──────── Given data

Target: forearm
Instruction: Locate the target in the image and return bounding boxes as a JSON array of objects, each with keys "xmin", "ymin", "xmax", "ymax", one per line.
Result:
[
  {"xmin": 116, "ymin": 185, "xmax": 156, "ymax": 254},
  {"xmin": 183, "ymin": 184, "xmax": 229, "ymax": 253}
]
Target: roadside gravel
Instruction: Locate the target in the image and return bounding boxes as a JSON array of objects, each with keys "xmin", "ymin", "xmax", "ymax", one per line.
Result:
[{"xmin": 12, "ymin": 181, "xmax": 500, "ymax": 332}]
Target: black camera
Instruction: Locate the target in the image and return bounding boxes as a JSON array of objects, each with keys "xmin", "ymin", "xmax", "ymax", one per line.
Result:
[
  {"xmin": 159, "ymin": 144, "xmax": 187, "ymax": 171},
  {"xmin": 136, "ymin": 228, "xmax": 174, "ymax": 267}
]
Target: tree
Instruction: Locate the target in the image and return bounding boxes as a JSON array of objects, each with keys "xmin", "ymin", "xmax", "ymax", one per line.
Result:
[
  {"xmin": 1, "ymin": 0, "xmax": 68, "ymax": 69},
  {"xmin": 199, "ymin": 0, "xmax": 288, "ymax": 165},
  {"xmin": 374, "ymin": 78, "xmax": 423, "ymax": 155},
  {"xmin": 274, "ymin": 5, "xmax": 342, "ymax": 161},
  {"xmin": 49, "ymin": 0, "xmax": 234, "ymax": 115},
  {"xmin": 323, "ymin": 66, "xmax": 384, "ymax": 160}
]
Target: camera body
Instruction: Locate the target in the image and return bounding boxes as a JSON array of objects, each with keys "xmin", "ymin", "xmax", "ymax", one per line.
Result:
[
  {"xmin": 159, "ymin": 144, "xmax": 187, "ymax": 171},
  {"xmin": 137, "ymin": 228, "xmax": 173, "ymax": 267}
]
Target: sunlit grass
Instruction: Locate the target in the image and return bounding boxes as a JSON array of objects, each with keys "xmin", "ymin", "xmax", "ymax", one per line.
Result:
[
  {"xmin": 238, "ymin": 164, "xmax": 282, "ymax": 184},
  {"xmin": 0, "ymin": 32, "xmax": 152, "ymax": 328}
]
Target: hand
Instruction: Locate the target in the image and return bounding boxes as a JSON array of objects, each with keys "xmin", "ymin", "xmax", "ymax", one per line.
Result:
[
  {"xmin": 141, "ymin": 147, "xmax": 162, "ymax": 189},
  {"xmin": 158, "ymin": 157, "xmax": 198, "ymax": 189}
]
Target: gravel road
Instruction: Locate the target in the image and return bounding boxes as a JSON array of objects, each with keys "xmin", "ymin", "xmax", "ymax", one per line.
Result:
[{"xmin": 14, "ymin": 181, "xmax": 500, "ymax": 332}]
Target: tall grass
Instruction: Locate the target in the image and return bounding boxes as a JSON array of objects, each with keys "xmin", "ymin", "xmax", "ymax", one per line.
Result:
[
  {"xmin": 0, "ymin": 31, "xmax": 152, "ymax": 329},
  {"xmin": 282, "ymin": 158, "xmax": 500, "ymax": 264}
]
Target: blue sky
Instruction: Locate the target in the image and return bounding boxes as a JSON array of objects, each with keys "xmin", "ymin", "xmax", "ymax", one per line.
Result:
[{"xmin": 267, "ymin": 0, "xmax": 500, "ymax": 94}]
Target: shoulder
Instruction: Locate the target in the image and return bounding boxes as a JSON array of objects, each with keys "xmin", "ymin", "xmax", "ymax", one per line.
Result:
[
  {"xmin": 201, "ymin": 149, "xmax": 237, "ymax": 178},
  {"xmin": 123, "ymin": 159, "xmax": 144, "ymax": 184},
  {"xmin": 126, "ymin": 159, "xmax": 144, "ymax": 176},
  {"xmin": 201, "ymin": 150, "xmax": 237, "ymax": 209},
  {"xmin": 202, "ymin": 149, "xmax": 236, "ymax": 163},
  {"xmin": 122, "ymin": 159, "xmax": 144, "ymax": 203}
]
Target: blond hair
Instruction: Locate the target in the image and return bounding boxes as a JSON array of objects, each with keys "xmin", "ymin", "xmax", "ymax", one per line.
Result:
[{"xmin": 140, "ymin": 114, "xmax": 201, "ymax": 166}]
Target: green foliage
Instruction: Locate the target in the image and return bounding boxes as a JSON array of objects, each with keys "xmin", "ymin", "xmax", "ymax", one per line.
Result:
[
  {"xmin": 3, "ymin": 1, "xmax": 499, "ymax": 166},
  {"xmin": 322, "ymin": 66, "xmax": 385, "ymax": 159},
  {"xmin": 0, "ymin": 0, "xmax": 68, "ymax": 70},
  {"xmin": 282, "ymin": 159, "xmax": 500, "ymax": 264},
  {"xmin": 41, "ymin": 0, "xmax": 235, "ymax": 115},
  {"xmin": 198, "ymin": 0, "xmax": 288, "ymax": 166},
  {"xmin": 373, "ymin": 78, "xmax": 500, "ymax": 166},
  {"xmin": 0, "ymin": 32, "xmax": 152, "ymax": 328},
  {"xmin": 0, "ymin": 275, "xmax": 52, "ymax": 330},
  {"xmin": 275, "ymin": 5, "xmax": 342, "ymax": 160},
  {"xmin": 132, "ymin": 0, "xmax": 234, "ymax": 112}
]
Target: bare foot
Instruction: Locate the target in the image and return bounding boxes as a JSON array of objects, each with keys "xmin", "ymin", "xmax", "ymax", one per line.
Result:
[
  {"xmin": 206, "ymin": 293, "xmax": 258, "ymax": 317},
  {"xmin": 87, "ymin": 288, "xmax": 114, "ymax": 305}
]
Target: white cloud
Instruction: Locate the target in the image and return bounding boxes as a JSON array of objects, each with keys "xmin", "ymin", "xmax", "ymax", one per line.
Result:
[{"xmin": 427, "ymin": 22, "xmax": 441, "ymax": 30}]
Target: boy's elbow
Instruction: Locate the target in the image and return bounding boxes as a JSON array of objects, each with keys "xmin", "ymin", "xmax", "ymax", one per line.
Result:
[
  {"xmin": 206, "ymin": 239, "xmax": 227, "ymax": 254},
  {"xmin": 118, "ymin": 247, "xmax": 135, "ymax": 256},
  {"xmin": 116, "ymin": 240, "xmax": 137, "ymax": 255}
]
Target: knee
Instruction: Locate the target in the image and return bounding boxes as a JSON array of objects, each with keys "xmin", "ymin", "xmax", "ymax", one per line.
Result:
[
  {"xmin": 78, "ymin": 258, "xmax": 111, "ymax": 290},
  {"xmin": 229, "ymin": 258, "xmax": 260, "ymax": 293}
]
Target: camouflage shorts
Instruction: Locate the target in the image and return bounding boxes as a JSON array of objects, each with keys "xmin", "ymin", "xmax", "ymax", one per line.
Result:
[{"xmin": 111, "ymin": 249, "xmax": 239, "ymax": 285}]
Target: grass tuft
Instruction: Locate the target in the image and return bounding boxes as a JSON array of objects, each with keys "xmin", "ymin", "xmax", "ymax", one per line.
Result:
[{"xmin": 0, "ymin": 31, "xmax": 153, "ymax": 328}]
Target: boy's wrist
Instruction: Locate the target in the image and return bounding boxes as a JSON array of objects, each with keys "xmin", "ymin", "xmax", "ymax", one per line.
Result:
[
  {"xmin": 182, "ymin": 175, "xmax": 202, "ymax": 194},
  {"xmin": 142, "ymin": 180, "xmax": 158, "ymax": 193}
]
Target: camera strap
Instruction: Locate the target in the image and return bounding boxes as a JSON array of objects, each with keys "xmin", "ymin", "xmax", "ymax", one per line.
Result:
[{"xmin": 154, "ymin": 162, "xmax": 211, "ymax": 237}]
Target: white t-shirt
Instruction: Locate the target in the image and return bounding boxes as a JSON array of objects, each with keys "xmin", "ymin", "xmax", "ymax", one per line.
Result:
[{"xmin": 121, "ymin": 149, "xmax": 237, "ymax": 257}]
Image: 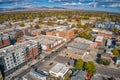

────────────────

**Exercise details**
The answer must consist of every line from the records above that holds "white".

**Solved exercise**
Target: white cloud
Target: white t-shirt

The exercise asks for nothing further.